PARTS OF THE EXERCISE:
• A. In the passage on the French exposé below, do the following statements agree with it? (i) French university courses are almost exclusively oral. (ii) The second part of an exposé generally supports the same view as the first part. (iii) The writer opened the exposé on whether war is natural by stating a thesis. For each, answer yes or no and quote the deciding words of the passage.
• B. Carry on the passage on the French exposé below, picking up after its final sentence.

Who knows?

In French universities, the primary mode of evaluation is the exposé, a ten- to thirty-minute presentation on a topic relating to the course. While American social science and humanities courses are writing intensive, grading students based on the quality of their essays and research papers, French courses are almost exclusively oral. The professor’s lecture is often squeezed into the time left over after a student’s exposé.

Exposés are difficult to get the hang of at first. American students will be tempted to advance a thesis and to defend it logic and careful research. But nothing will alienate a French professor more than this argumentative approach. The exposé begins with a short introduction before presenting the problematique—the central paradox or question at hand. It then follows a very strict formula of yes, no, maybe. That is, part one will make the case for one answer to or understanding of the question, and part two will invariably take the opposing view. Finally, there will be a conclusion, which is almost always something to the effect of: “One the one hand this, on the other hand that, but, really, who knows?” Students follow this formula like scripture.

My first week I was given the following question: is war natural? If I were in the US, I would have begun with a thesis (yes, indeed, war is natural) before making three points to back up my assertion (first, we are evolutionarily hard-wired for conflict, second…etc.). But, for the French, certainty is anathema to a good exposé. Instead, I began by defining war and then moved on to what it means for something to be natural. After a good deal of wrangling (Are we talking about man in the state of nature? Or simply what humans are predisposed to in the modern age?) I moved to part one, where I argued the affirmative, bouncing like a pinball from contract theory to evolutionary biology to history to literature. In the second part, I argued the negative, tossing around this writer and that. Naturally, no consensus emerged. I ended with no clearer an answer than when I had begun. I was forced to conclude that it was impossible to answer the question definitively, and that it really depended on your definitions and how you felt about Hobbes and Rousseau and this and that. Is war natural? Who knows?

Point-per-instance localization data
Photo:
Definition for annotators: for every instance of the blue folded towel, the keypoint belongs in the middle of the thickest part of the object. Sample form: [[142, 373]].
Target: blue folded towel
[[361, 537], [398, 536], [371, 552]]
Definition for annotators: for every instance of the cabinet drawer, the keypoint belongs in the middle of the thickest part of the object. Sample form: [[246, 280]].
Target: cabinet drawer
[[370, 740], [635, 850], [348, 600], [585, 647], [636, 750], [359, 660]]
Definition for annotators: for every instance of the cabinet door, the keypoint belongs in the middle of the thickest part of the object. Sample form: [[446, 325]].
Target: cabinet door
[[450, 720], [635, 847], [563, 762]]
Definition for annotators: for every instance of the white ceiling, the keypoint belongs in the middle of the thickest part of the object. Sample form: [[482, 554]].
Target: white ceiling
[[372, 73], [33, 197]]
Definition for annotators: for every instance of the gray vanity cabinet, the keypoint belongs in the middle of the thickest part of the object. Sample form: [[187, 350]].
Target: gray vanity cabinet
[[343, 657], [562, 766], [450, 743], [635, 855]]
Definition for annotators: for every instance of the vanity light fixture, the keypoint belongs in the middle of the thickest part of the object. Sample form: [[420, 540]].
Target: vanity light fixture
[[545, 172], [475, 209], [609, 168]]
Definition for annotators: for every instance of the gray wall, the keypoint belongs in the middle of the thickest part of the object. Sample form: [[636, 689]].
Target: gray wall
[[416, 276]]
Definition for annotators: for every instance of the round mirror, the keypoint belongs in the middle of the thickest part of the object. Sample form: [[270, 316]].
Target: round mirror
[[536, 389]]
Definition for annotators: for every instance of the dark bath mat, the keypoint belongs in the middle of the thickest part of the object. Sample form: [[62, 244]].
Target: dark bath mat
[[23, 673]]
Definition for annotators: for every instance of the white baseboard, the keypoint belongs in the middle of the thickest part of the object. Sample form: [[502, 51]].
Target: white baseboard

ANSWERS TO EACH TASK:
• A.
(i) Yes: "French courses are almost exclusively oral."
(ii) No: "part two will invariably take the opposing view."
(iii) No: "Instead, I began by defining war and then moved on to what it means for something to be natural."

• B.
The professor seemed satisfied with this response.

I can think of two explanations for this unfamiliar way of approaching the course material. The first is that, unlike the American system, the French system emphasizes ambiguity. Relishes it. In the real world, after all, there are no easy answers, and what seems obvious to one person may strike another as misguided. This kind of philosophy—that truth itself is dynamic and subjective—is distinctly un-American. In the US, the worlds of academia and policy-making both rest on the assumption that there is an optimal answer, that the truth is knowable, and that we should strive toward it, even if we know we will fall short. French educators, on the other hand, would likely identify with F. Scott Fitzgerald’s quip that “the sign of a first rate intellect is the ability to hold two opposing ideas in mind and retain the ability to function.”

The second explanation for the French aversion to argumentation was voiced by my fourteen year-old host brother at the dinner table. “Professors,” he said, “think you’re too young and naïve to have an opinion.”

Who knows?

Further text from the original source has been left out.